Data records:
## begin
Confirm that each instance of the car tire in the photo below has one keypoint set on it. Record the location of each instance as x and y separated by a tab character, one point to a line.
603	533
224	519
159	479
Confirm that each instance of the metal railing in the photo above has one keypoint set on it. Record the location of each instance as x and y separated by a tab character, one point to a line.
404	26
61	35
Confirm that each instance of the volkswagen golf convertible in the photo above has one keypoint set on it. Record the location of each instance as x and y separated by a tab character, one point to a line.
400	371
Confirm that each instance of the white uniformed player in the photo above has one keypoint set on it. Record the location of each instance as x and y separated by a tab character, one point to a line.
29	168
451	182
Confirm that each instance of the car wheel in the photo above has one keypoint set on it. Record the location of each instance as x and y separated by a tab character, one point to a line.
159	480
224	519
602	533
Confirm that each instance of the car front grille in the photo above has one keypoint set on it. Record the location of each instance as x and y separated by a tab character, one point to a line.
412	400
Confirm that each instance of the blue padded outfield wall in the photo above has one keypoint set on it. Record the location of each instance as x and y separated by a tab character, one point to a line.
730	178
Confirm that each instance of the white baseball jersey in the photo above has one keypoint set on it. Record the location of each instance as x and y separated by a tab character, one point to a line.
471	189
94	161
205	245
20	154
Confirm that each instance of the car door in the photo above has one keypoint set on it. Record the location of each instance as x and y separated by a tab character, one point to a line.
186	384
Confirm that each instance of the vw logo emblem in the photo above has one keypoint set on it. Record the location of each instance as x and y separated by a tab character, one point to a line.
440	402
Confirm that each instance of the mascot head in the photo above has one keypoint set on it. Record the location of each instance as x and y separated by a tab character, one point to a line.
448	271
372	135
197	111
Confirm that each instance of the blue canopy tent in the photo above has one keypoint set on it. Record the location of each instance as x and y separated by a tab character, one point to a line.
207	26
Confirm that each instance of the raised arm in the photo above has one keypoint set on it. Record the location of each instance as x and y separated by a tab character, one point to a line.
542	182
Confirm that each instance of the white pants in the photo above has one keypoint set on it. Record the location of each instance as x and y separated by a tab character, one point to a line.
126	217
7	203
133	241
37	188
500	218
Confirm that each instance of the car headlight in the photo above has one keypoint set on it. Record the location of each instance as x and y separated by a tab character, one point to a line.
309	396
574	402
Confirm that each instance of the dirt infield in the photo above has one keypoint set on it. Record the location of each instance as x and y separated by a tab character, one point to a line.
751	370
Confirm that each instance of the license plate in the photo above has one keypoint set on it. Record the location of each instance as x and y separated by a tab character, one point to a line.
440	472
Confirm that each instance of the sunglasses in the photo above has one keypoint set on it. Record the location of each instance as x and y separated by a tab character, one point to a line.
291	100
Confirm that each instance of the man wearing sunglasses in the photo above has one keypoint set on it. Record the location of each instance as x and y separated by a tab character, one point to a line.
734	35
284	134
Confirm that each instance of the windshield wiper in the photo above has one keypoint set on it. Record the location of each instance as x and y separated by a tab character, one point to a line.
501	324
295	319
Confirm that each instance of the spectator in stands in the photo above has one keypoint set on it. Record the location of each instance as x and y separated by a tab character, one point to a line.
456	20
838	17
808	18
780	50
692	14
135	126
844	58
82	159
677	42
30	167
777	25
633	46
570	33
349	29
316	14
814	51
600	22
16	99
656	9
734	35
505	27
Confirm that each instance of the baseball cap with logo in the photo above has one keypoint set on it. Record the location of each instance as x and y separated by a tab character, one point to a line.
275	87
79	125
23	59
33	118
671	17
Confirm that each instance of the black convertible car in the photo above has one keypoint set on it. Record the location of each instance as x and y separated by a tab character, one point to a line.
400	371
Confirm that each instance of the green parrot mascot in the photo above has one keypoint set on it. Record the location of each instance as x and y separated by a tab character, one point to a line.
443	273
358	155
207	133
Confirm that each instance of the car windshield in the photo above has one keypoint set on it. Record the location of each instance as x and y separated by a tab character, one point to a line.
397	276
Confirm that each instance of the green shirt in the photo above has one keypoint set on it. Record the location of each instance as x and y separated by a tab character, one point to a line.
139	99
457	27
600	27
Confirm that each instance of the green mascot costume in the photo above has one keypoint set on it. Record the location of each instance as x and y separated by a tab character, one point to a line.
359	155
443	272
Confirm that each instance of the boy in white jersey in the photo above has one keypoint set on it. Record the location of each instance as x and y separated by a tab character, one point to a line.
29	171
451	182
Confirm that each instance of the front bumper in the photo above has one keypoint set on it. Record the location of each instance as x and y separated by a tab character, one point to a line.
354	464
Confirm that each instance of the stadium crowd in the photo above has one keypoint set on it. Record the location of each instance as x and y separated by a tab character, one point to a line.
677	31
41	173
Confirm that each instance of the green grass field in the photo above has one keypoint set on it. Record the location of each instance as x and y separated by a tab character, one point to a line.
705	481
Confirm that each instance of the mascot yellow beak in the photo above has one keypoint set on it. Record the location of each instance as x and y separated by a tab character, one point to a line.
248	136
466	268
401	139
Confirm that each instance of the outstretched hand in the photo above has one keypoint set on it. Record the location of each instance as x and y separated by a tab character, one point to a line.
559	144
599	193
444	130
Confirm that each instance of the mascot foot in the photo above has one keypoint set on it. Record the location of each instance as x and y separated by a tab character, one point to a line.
## end
What do the records say? Quote them all exactly.

**Finished task**:
Confirm that each instance of the car tire in the photo below has one keypoint set on it. Record the location of each instance as x and y separated by a tab character, one point to a line.
603	533
224	519
159	479
Confirm that each instance of the metal railing in the photo above has one keypoint set on it. Record the location of each instance as x and y separated by a tab character, one point to a line.
404	26
61	35
Confirm that each instance of the volkswagen golf convertible in the photo above has one keypoint set on it. Record the location of each instance as x and y separated by a tab character, one point to a line.
400	371
Confirm that each instance of the white uniformed player in the photo above has one keypoint set on it. Record the location of each instance as x and y separated by a tab character, one point to a line.
29	168
451	182
Confirm that each instance of the car wheel in the photo above has one keypoint set on it. Record the location of each instance as x and y separated by a tab character, one point to a line.
159	480
224	519
602	533
Confirm that each instance of the car front grille in the photo above has one keypoint set on it. Record the location of each instance as x and y separated by a tab character, one point to a line.
412	400
Confirm that each instance of the blue padded outfield wall in the photo above has one keypoint set on it. Record the location of each instance as x and y separated by a tab character, one point to a line.
730	178
Confirm that each instance of the white baseball jersey in the photo above has one keypoint set on it. Record the location of each instance as x and y separated by a tab character, one point to a line.
471	189
94	161
205	245
20	154
Confirm that each instance of the car door in the photo above has one keypoint set on it. Record the location of each instance as x and y separated by a tab character, one point to a line.
186	384
Confirm that each instance of the vw logo emblem in the photo above has one keypoint set on it. Record the location of each instance as x and y separated by a tab character, one point to a line.
440	402
Confirm that each instance of the mascot head in the photo above has one keypoint set on it. Record the location of each instance as x and y separated by a tab character, one point to a line.
448	271
372	135
197	111
Confirm that each instance of the blue canopy tent in the photo above has one keypoint set on it. Record the location of each instance as x and y separated by a tab character, one point to a line.
207	26
Confirm that each instance of the raised arm in the photo above has one keypoint set on it. Record the location of each instance as x and y separated by a tab character, one point to a line.
542	182
Confirm that each instance of the white pants in the photo above has one keypoint set on it. Record the location of each instance as x and y separated by a tab character, one point to a line.
126	217
7	203
133	241
37	188
500	218
Confirm that each instance of the car headlight in the photo above has one keypoint set on it. Record the location of each instance as x and y separated by a tab character, one point to a line.
309	396
574	402
Confirm that each instance of the dirt infield in the photo above has one keypoint set on it. Record the location of each instance as x and y separated by a tab character, one point to a line.
751	370
Confirm that each instance of the license plate in the photo above has one keypoint set on it. Record the location of each instance as x and y separated by a tab character, one point to a line.
440	472
Confirm that each instance of the sunglasses in the photo above has one keypoint set on it. Record the location of each instance as x and y separated by a tab character, one point to a line.
291	100
Confirm that each instance of the man wearing sunglasses in the photo above has one keypoint set on it. Record the location of each instance as x and y separated by a tab character, one point to a line.
734	35
284	134
Confirm that each instance of the windshield wiper in the photo above has one keypoint set on it. Record the location of each instance as x and y separated by a tab character, one point to a line.
501	324
295	319
Confirm that each instance of the spectator in stands in the photo above has one keypoint set on it. Record the location of each instance as x and y separated by a tab character, one point to a line.
456	20
838	17
808	18
780	50
692	14
135	126
844	58
82	159
677	42
30	167
777	25
633	46
570	33
349	29
316	14
814	51
600	22
16	99
656	9
734	35
505	27
Confirm that each instance of the baseball cap with logo in the photo above has one keypoint set on it. Record the location of each instance as x and y separated by a tab character, one point to a line.
275	87
79	125
23	59
33	118
671	17
Confirm that each instance of the black convertible car in the photo above has one keypoint set on it. Record the location of each instance as x and y separated by a tab character, one point to a line.
400	371
Confirm that each instance of the green parrot mascot in the photo above has one keypoint set on it. Record the location of each instance as x and y separated by a tab character, one point to a line.
443	273
358	155
207	133
Confirm that each instance of the car windshield in the photo above has one keypoint set on it. Record the location of each instance as x and y separated by a tab character, one point to a line.
397	276
Confirm that each instance of the green shirt in the photo above has one keypoint set on it. Record the location of each instance as x and y separated by a tab character, one point to a line.
139	99
457	27
600	27
Confirm that each instance of the green mascot costume in the photo above has one keypoint set on it. Record the location of each instance as x and y separated by a tab character, one point to a line.
359	155
443	272
Confirm that each instance of the boy in white jersey in the photo above has one keypoint set on it. Record the location of each instance as x and y separated by a tab character, one point to a line.
29	171
451	182
Confirm that each instance of the front bumper in the photo above has one keypoint set on it. Record the location of each instance as x and y separated by a tab character, one point to a line.
354	464
Confirm that each instance of the stadium crowd in the photo above has one keypoint set on it. Record the location of each instance as x and y separated by a tab character, one point to a line.
677	31
41	173
Confirm that each instance of the green grass field in the photo above has one keypoint set on it. Record the location of each instance as x and y separated by a tab character, one point to a line.
705	481
Confirm that each instance of the mascot yellow beak in the photo above has one keypoint set on it. Record the location of each instance as x and y separated by a tab character, one point to a line.
248	136
466	268
401	139
Confirm that each instance of the outstretched hand in the photo above has one keypoint set on it. Record the location of each instance as x and y separated by a tab character, one point to a line.
559	144
599	193
444	130
Confirm that each instance of the mascot foot in the photo above has one keypoint set on it. Record the location of each instance as x and y separated by a tab character, one point to a line.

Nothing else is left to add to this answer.